▶ Task description
Summarize the issue thread about VRAM requirements for LoRA training and finetuning in two sentences.

▶ Extracted text
***
PixArt-alpha / PixArt-sigma

PixArt-Σ: Weak-to-Strong Training of Diffusion Transformer for 4K Text-to-Image Generation
https://pixart-alpha.github.io/PixArt-sigma-project/
GNU Affero General Public License v3.0
1.44k stars 67 forks source link

VRAM memory requirements for lora / finetuning? #89

Open GavChap opened 1 month ago

GavChap commented 1 month ago

What are the VRAM and RAM requirements for training a lora and finetuning?

Is there a way to offload T5 from VRAM / precalculate it to be able to finetune / lora train on something with 16Gb VRAM?

lawrence-cj commented 1 month ago

Of course. We suggest users extract the features of T5 and VAE offline. In that way, the training for LoRA can be done on VRAM less than 24GB. Refer to: https://github.com/PixArt-alpha/PixArt-sigma/blob/master/asset/docs/data_feature_extraction.md

a-One-Fan commented 1 month ago

@lawrence-cj Hello, trying to train a Lora on the toy dataset (which has the features already) fails for me. It fails to find a "text" column. Furthermore, putting a print at line 647, it has not loaded anything other than images: DatasetDict({ train: Dataset({ features: ['image'], num_rows: 96})}) Searching for vae in the train_pixart_lora_hf.py file (which the guide launches) shows me that the VAE is always loaded to the accelerator device and always used to encode, so even if the features were loaded they would be ignored and VRAM still used? Log, accelerate command at bottom: toy_lora_train_log.txt

The CPU device is likely because I have no CUDA devices. I will manually be replacing some "cuda" strings with my 16GB Intel "xpu" device later. In either case, pip list

Is train_pixart_lora_hf the right file? Looking at its code more, I feel like it's not. Is training a lora with the features extracted actually supported? Did I make some massive mistake?

eeyrw commented 3 weeks ago

Of course. We suggest users extract the features of T5 and VAE offline. In that way, the training for LoRA can be done on VRAM less than 24GB. Refer to: https://github.com/PixArt-alpha/PixArt-sigma/blob/master/asset/docs/data_feature_extraction.md

How much VRAM for LoRA/full finetune is required if extracting features by T5 and VAE in runtime? Then I can rent a proper GPU cloud instance.

lawrence-cj commented 6 days ago

12GB is enough I suppose.
***
▶ Recorded data
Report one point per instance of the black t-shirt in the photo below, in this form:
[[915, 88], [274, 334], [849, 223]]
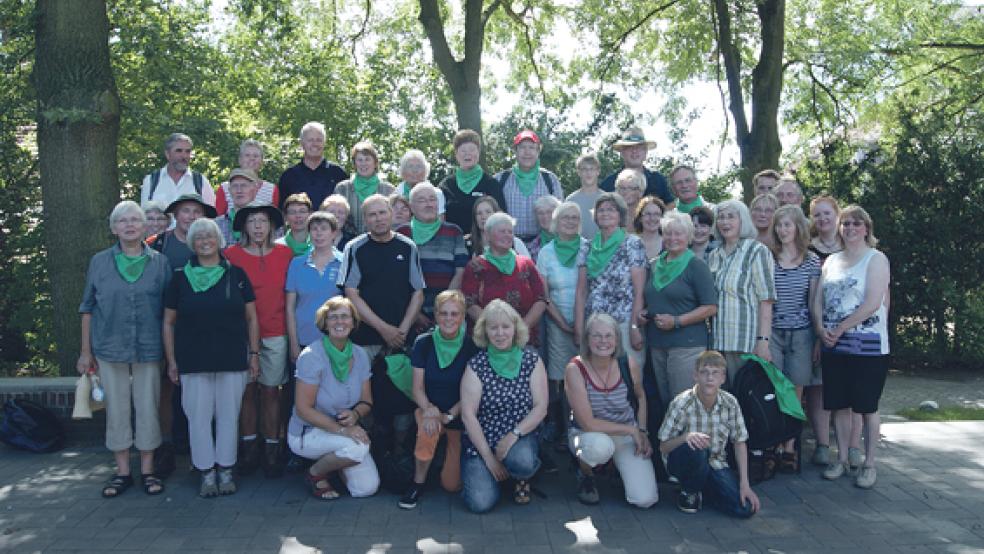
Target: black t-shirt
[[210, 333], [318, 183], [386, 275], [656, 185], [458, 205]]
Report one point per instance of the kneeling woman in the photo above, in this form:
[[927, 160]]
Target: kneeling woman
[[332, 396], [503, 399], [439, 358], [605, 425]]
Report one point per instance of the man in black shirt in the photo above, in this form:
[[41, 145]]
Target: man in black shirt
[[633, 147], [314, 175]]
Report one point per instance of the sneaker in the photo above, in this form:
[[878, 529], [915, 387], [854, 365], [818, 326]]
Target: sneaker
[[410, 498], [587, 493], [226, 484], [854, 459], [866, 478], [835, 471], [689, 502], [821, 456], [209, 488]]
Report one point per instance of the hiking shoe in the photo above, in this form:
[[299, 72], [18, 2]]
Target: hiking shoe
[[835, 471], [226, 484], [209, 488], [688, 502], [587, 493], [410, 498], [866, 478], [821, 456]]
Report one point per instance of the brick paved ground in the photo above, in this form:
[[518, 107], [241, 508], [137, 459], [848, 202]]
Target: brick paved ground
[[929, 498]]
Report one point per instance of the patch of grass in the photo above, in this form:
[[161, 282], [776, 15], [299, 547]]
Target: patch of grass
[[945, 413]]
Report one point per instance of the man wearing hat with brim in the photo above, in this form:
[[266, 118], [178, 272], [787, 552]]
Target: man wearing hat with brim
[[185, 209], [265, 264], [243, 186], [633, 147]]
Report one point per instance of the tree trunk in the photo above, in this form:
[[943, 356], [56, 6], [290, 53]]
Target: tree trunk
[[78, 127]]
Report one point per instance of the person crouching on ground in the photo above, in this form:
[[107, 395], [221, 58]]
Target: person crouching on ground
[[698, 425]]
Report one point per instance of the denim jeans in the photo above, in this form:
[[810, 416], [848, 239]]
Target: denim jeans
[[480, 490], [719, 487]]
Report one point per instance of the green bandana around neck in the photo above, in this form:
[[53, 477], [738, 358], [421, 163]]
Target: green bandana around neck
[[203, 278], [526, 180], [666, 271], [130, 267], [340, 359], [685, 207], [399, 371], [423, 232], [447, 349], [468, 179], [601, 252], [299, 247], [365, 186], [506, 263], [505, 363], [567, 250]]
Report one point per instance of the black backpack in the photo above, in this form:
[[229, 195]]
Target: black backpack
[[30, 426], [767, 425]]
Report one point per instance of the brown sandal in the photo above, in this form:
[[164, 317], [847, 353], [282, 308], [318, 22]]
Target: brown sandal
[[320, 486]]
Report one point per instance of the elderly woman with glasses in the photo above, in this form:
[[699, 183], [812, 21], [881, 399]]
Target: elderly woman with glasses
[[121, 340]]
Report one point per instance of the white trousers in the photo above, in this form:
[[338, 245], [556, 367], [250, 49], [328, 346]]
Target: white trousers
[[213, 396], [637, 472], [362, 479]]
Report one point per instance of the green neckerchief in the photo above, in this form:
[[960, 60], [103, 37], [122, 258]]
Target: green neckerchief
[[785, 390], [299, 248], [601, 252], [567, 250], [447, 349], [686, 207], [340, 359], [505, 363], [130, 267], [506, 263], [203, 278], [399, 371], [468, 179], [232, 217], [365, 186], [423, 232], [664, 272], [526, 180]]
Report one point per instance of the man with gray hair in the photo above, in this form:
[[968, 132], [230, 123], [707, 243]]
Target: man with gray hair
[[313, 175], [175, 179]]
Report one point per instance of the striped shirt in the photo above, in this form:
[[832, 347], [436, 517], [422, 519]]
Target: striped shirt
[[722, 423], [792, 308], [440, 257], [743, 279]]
***
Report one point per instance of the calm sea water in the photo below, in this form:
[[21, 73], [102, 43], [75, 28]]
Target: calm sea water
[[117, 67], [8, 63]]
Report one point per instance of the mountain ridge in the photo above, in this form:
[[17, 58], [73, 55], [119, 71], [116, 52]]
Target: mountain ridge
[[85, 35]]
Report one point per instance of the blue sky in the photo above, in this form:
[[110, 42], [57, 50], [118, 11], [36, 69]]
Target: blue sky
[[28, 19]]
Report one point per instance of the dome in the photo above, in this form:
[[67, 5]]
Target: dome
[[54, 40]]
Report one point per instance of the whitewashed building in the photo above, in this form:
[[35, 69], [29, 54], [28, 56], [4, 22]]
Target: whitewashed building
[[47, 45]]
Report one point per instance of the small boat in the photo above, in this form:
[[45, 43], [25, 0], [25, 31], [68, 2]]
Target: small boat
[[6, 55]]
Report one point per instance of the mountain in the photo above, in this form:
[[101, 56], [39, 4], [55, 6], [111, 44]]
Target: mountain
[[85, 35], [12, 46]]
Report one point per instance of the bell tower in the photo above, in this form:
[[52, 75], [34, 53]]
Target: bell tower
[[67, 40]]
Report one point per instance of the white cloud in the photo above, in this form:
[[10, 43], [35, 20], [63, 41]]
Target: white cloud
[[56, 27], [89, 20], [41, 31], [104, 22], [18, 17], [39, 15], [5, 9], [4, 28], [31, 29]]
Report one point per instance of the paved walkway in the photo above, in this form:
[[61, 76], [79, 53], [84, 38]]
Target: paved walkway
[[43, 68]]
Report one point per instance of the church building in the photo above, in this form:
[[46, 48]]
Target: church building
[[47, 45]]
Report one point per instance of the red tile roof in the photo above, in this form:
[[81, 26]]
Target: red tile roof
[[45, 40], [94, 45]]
***
▶ Expected answer
GavChap asks how much VRAM and RAM LoRA training and finetuning need and whether T5 can be offloaded or precalculated to fit 16GB of VRAM, and lawrence-cj suggests extracting T5 and VAE features offline so that LoRA training can be done on less than 24GB. The user a-One-Fan reports that LoRA training on the toy dataset fails to find a "text" column and loads only images, and when eeyrw asks how much VRAM is needed if T5 and VAE features are extracted at runtime, lawrence-cj replies that 12GB is probably enough.